**TASK GOAL:** Exactly reproduce the lines from the line that has "the white dress" down to the last line of the entries, inclusive.
--- BEGIN ENTRIES SHOWN ---
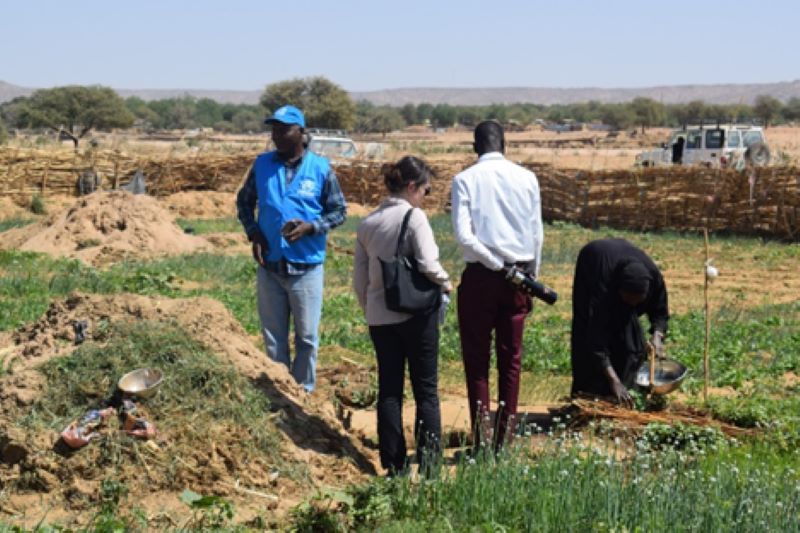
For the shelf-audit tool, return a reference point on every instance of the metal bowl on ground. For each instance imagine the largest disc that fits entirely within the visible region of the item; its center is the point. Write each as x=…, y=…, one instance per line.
x=142, y=383
x=669, y=374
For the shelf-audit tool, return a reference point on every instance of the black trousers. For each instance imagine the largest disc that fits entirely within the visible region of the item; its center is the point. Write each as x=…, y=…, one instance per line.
x=417, y=341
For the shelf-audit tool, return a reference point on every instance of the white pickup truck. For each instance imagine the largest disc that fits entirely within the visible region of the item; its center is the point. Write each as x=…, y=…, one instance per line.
x=717, y=146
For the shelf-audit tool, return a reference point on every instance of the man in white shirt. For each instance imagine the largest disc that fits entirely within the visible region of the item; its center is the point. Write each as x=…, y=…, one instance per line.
x=497, y=217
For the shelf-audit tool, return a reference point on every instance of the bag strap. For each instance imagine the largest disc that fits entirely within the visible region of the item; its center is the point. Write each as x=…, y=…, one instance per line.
x=403, y=229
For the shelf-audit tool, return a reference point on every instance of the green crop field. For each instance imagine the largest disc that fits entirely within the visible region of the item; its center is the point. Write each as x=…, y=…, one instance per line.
x=596, y=479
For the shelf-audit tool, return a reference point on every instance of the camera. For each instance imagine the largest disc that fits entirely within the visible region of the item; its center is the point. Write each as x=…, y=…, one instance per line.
x=527, y=284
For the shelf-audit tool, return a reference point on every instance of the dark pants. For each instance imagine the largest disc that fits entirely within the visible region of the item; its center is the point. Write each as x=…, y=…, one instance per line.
x=486, y=303
x=415, y=340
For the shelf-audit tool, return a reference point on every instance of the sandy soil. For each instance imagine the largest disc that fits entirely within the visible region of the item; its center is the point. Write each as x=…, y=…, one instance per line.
x=311, y=432
x=106, y=227
x=201, y=204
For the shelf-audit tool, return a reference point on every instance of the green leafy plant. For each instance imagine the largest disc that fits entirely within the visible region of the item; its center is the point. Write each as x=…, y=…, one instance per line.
x=214, y=512
x=37, y=205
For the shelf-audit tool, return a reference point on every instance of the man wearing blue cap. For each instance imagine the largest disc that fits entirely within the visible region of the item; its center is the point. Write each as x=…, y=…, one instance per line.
x=298, y=200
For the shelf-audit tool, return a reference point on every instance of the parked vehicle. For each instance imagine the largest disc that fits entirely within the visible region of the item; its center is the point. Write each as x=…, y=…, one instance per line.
x=333, y=144
x=714, y=146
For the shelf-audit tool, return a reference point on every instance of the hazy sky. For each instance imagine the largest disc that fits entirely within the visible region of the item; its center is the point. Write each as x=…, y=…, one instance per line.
x=237, y=44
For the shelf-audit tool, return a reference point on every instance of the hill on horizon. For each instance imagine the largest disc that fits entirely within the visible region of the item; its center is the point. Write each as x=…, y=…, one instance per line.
x=668, y=94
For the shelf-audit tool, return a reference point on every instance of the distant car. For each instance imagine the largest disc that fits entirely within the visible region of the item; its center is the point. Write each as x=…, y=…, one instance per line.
x=717, y=146
x=333, y=144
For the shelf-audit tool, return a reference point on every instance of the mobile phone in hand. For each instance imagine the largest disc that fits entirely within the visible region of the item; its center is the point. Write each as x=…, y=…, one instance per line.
x=289, y=226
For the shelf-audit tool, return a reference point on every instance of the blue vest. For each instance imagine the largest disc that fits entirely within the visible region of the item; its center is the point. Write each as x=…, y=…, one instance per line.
x=278, y=203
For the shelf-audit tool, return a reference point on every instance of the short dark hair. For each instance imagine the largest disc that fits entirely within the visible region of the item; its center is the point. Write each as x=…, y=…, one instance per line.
x=409, y=169
x=489, y=137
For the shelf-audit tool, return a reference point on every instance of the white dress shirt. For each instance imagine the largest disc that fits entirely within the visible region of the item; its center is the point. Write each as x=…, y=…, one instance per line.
x=497, y=213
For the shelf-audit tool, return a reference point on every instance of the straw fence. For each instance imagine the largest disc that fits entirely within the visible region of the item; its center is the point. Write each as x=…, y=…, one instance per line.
x=761, y=202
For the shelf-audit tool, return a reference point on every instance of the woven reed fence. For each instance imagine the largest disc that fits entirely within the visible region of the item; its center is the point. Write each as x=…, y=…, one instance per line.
x=764, y=202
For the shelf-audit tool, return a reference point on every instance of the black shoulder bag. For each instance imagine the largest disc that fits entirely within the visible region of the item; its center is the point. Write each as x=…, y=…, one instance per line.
x=407, y=290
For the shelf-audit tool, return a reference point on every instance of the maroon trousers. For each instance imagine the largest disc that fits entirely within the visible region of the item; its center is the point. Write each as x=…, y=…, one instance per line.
x=486, y=303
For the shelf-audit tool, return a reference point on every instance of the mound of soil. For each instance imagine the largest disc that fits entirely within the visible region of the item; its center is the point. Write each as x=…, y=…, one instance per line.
x=310, y=432
x=201, y=204
x=10, y=209
x=106, y=227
--- END ENTRIES SHOWN ---
**OUTPUT:**
For the shelf-audit tool, return a reference point on every instance of the white dress shirt. For each instance imagine the largest disc that fits entirely within the visible region of the item; its center is the point. Write each as x=…, y=…, one instance per line.
x=497, y=213
For the shelf-audit tool, return a reference point on every instance of the straw fence. For each instance imagine the largest disc that fits entirely within the visible region of the item; its center is the point. Write each as x=…, y=…, one instance per line.
x=761, y=202
For the shelf-audit tool, return a reference point on every instance of the woven reed fence. For each instance imagine the largest disc that fits entirely within the visible region of the item; its center is the point. Write each as x=…, y=…, one instance per line.
x=764, y=202
For the shelf-audit tool, return a reference point on every instance of the black shoulder bag. For each instance imagine the largest disc that fits entirely within the visible region of the item; its center is the point. Write each as x=…, y=…, one instance per line.
x=407, y=290
For the shelf-audit tool, return a reference point on every instance of the maroon trousers. For each instance imagine the largest disc that fits entirely within the visible region of the item; its center is the point. Write each as x=…, y=…, one instance per line.
x=486, y=303
For the shelf-audit tool, return a reference point on every instance of the mound of soil. For each instance imagine the largest disc that fits entirely within the visible region of the item; its center is the point. Write each as x=…, y=…, one instance per line.
x=310, y=432
x=201, y=204
x=10, y=209
x=106, y=227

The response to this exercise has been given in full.